Work required: Filter the items below down to every line that contains the string "object", and copy those lines.

___ Listing

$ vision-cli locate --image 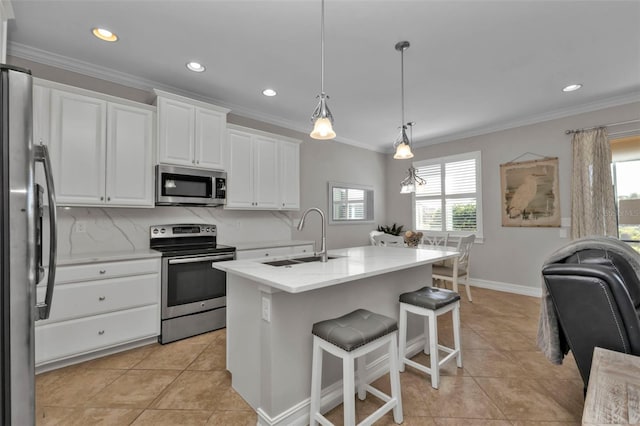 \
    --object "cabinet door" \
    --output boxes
[49,90,107,205]
[253,136,280,209]
[195,108,227,170]
[106,103,153,207]
[226,130,255,208]
[158,97,196,166]
[279,141,300,210]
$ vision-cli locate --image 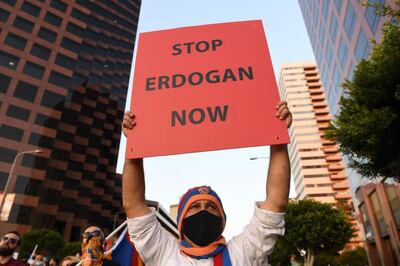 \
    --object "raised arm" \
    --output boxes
[260,101,292,212]
[122,112,150,218]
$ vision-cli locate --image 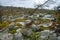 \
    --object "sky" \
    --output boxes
[0,0,60,9]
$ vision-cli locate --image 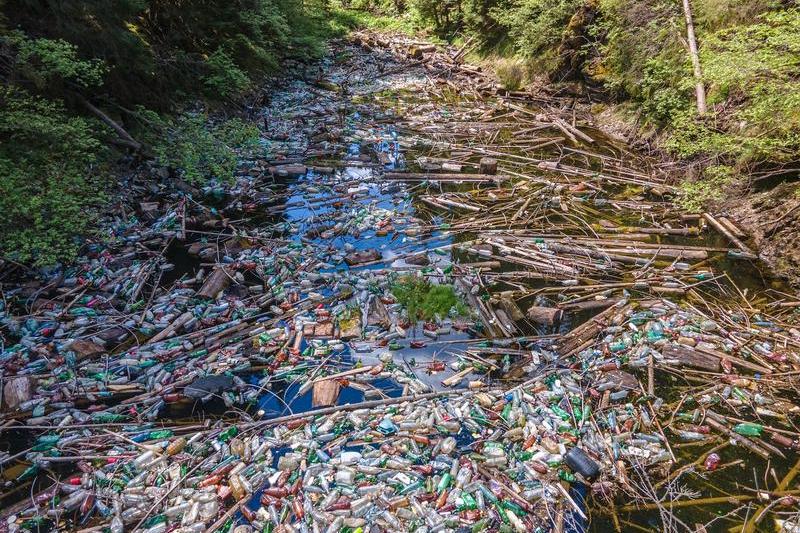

______

Complete response:
    --object "cabinet door" \
    --object "raised arm" \
    --object "sky" \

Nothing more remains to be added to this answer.